**Task**
Print the lines of the material exactly as they appear, starting with the line that contains "outcrop, I would be grateful." and going through the last line of the material.

**Exercise data**
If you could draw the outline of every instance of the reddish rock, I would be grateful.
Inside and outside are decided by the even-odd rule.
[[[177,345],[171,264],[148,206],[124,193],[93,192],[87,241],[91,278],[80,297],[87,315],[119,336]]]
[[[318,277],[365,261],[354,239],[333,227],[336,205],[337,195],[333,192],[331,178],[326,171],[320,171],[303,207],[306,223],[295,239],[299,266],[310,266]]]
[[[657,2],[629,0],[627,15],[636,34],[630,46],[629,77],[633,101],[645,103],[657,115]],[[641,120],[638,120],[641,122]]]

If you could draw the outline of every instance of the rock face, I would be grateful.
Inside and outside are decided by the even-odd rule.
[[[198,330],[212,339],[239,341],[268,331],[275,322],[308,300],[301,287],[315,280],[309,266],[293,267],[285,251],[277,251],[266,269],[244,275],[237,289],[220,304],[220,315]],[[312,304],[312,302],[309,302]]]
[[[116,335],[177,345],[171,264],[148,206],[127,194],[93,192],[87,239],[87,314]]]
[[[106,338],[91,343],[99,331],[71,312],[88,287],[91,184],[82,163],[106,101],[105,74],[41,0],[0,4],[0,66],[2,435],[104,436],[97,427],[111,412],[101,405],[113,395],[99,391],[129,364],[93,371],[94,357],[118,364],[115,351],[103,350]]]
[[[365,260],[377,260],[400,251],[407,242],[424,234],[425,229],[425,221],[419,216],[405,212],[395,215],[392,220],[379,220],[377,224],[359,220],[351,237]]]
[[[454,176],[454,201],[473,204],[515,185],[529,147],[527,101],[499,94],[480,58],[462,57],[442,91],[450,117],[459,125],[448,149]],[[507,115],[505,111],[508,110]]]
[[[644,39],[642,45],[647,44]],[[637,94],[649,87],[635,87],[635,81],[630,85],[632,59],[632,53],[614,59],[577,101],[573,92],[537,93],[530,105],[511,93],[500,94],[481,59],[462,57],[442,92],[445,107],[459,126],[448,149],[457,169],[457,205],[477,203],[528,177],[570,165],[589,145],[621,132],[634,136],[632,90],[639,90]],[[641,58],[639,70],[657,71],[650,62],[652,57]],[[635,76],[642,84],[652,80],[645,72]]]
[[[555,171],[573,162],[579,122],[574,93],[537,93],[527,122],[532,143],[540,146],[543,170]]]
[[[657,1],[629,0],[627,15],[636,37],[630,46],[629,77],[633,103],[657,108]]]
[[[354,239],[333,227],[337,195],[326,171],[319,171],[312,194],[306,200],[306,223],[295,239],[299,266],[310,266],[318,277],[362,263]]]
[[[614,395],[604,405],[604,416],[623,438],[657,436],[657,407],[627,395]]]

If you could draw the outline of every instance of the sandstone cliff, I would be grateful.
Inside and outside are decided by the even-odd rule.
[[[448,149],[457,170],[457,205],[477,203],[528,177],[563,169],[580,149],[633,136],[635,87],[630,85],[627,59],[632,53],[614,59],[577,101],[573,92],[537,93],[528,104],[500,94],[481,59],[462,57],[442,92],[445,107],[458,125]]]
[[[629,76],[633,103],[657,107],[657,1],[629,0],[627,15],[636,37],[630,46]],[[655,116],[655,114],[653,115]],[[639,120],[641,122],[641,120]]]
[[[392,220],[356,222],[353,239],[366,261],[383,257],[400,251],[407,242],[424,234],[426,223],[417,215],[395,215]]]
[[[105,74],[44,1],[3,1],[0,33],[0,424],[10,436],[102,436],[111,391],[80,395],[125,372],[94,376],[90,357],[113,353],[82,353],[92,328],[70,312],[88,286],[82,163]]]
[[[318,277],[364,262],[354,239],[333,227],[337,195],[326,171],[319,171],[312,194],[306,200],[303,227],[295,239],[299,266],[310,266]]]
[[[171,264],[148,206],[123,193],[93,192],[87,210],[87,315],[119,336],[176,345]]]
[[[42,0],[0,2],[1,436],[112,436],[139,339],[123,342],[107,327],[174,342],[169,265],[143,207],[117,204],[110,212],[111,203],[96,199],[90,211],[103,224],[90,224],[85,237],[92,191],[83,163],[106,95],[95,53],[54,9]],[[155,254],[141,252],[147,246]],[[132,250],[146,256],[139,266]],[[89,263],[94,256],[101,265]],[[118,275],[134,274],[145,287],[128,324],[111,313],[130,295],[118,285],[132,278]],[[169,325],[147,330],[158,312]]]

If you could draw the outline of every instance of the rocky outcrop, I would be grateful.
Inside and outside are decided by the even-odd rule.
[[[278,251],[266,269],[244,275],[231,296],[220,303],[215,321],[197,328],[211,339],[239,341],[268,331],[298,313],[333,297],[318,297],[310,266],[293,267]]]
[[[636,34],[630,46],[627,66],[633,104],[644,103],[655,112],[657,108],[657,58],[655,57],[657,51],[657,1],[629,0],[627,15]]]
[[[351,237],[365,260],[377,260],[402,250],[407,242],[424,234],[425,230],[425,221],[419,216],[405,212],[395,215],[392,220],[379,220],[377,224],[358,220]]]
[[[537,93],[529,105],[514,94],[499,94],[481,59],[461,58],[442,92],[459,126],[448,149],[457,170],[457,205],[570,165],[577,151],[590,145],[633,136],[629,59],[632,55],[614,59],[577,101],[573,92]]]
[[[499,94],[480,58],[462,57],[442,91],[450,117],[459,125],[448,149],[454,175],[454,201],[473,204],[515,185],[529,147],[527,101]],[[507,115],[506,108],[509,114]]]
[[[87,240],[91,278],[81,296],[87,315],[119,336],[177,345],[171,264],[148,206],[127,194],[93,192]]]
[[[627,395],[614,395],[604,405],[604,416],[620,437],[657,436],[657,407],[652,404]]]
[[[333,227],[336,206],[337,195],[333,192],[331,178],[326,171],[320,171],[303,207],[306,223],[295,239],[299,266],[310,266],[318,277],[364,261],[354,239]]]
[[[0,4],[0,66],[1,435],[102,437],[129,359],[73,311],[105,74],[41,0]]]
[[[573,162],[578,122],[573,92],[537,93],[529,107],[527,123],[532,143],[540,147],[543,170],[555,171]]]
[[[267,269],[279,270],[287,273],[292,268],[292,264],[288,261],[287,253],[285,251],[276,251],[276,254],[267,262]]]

**Task solution**
If you could draw the outline of every instance of the rocky outcrop, I would be grateful.
Inside and outside are decided by the even-odd rule.
[[[278,251],[266,269],[244,275],[231,296],[220,303],[215,321],[197,328],[211,339],[239,341],[268,331],[298,313],[333,297],[318,297],[310,266],[293,267]]]
[[[636,34],[630,46],[627,66],[633,104],[644,103],[655,112],[657,108],[657,58],[655,57],[657,51],[657,1],[629,0],[627,15]]]
[[[351,237],[365,260],[377,260],[402,250],[407,242],[424,234],[425,230],[425,221],[419,216],[405,212],[395,215],[392,220],[379,220],[377,224],[358,220]]]
[[[537,93],[529,105],[514,94],[499,94],[481,59],[461,58],[442,92],[459,126],[448,149],[457,170],[457,205],[570,165],[577,151],[590,145],[633,136],[629,59],[632,55],[614,59],[577,101],[573,92]]]
[[[499,94],[480,58],[462,57],[442,91],[450,117],[459,125],[448,149],[454,175],[454,201],[473,204],[515,185],[529,147],[527,101]],[[507,115],[506,108],[509,114]]]
[[[87,240],[91,278],[81,296],[87,315],[119,336],[177,345],[171,264],[148,206],[127,194],[93,192]]]
[[[627,395],[614,395],[604,405],[604,416],[620,437],[657,436],[657,407],[652,404]]]
[[[333,227],[336,206],[337,195],[333,192],[331,178],[326,171],[320,171],[303,207],[306,223],[295,239],[299,266],[310,266],[318,277],[364,261],[354,239]]]
[[[0,4],[0,66],[1,435],[102,437],[129,359],[73,311],[105,74],[41,0]]]
[[[573,162],[578,122],[573,92],[537,93],[529,107],[527,123],[532,143],[540,147],[543,170],[555,171]]]
[[[267,269],[279,270],[287,273],[292,268],[292,264],[288,261],[287,253],[285,251],[276,251],[276,254],[267,262]]]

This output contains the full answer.